(Excerpts from labeled region data)
++++++++++

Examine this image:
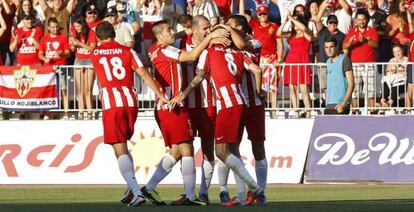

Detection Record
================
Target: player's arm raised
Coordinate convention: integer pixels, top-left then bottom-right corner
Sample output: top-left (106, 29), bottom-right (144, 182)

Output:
top-left (244, 55), bottom-right (265, 98)
top-left (178, 29), bottom-right (229, 62)
top-left (170, 69), bottom-right (206, 108)
top-left (135, 67), bottom-right (169, 103)
top-left (170, 50), bottom-right (209, 108)
top-left (130, 49), bottom-right (169, 103)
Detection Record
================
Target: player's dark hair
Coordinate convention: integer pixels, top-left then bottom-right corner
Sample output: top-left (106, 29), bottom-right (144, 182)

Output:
top-left (177, 14), bottom-right (193, 24)
top-left (325, 36), bottom-right (338, 46)
top-left (191, 15), bottom-right (210, 27)
top-left (229, 15), bottom-right (252, 34)
top-left (151, 20), bottom-right (168, 40)
top-left (96, 21), bottom-right (115, 40)
top-left (355, 8), bottom-right (369, 20)
top-left (73, 16), bottom-right (90, 41)
top-left (47, 17), bottom-right (59, 26)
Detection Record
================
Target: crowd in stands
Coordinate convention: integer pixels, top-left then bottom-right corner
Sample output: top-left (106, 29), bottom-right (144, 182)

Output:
top-left (0, 0), bottom-right (414, 119)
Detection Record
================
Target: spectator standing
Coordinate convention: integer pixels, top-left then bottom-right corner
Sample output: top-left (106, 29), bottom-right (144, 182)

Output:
top-left (405, 34), bottom-right (414, 112)
top-left (277, 13), bottom-right (315, 118)
top-left (240, 0), bottom-right (284, 117)
top-left (116, 3), bottom-right (137, 36)
top-left (271, 0), bottom-right (306, 32)
top-left (69, 17), bottom-right (97, 120)
top-left (38, 17), bottom-right (70, 120)
top-left (85, 4), bottom-right (102, 31)
top-left (105, 7), bottom-right (134, 48)
top-left (188, 0), bottom-right (220, 26)
top-left (0, 0), bottom-right (17, 65)
top-left (161, 0), bottom-right (184, 31)
top-left (342, 10), bottom-right (378, 112)
top-left (365, 0), bottom-right (391, 63)
top-left (39, 0), bottom-right (76, 36)
top-left (324, 36), bottom-right (354, 115)
top-left (318, 0), bottom-right (352, 34)
top-left (381, 45), bottom-right (408, 107)
top-left (387, 0), bottom-right (414, 54)
top-left (10, 15), bottom-right (43, 65)
top-left (139, 0), bottom-right (161, 55)
top-left (378, 0), bottom-right (395, 15)
top-left (14, 0), bottom-right (42, 28)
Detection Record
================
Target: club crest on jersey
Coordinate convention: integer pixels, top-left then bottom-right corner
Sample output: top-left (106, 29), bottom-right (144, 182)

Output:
top-left (269, 27), bottom-right (275, 35)
top-left (13, 66), bottom-right (37, 97)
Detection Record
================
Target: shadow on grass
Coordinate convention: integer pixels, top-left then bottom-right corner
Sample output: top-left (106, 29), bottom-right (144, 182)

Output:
top-left (0, 199), bottom-right (414, 212)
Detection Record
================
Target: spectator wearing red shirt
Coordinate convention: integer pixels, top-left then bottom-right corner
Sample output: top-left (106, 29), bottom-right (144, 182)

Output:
top-left (277, 13), bottom-right (316, 118)
top-left (85, 4), bottom-right (102, 31)
top-left (240, 0), bottom-right (284, 117)
top-left (386, 0), bottom-right (414, 55)
top-left (69, 17), bottom-right (97, 120)
top-left (343, 10), bottom-right (378, 113)
top-left (0, 0), bottom-right (16, 65)
top-left (38, 18), bottom-right (70, 119)
top-left (10, 15), bottom-right (43, 65)
top-left (405, 33), bottom-right (414, 111)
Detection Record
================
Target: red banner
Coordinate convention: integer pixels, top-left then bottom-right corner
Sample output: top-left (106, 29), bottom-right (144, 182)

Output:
top-left (0, 66), bottom-right (59, 110)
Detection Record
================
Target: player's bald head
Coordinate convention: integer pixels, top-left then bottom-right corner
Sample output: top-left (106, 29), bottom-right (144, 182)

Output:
top-left (96, 21), bottom-right (115, 41)
top-left (151, 20), bottom-right (170, 40)
top-left (191, 15), bottom-right (210, 29)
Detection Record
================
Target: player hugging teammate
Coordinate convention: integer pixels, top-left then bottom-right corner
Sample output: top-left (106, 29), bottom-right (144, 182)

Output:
top-left (92, 16), bottom-right (267, 206)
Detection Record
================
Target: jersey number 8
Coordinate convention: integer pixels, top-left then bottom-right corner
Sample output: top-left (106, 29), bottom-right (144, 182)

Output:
top-left (99, 57), bottom-right (126, 81)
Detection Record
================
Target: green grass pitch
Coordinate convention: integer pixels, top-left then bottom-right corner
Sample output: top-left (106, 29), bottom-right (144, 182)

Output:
top-left (0, 185), bottom-right (414, 212)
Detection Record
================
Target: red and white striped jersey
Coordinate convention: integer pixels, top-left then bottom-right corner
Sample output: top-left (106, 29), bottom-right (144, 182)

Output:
top-left (180, 36), bottom-right (216, 108)
top-left (148, 44), bottom-right (184, 109)
top-left (91, 41), bottom-right (143, 110)
top-left (197, 46), bottom-right (253, 111)
top-left (242, 39), bottom-right (262, 107)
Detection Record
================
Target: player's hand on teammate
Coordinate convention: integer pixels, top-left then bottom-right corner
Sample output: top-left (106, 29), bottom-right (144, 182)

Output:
top-left (210, 37), bottom-right (231, 46)
top-left (208, 25), bottom-right (230, 39)
top-left (170, 94), bottom-right (185, 111)
top-left (159, 96), bottom-right (171, 111)
top-left (258, 89), bottom-right (267, 102)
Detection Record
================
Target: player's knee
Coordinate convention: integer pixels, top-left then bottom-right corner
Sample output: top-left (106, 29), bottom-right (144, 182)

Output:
top-left (215, 145), bottom-right (229, 161)
top-left (252, 142), bottom-right (266, 160)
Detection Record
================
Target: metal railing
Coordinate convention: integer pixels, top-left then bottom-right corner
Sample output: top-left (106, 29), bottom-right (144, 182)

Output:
top-left (1, 63), bottom-right (413, 118)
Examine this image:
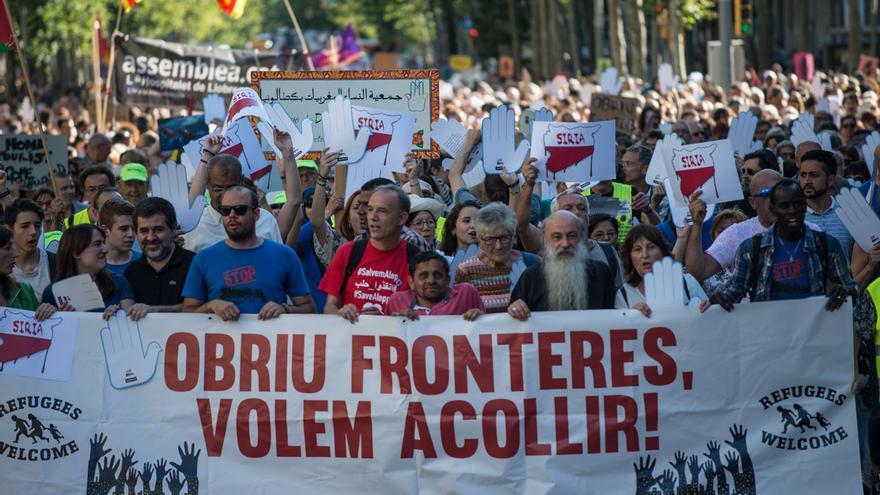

++++++++++

● Do this
Reproduce the listing above, starting at its beginning and ending at the line containing "top-left (130, 49), bottom-right (169, 103)", and offset every bounding-box coordinate in the output lines by adding 63 while keeping the sample output line unchanged. Omit the pictures from your reproduction.

● Answer to the exercise
Examine this image:

Detection Record
================
Target: player's arm raised
Coordinate convention: integer pixels, top-left then bottom-right corner
Sample output: top-left (106, 29), bottom-right (144, 182)

Output:
top-left (307, 118), bottom-right (328, 161)
top-left (241, 92), bottom-right (292, 125)
top-left (233, 132), bottom-right (269, 171)
top-left (198, 130), bottom-right (232, 166)
top-left (233, 113), bottom-right (272, 171)
top-left (193, 112), bottom-right (232, 166)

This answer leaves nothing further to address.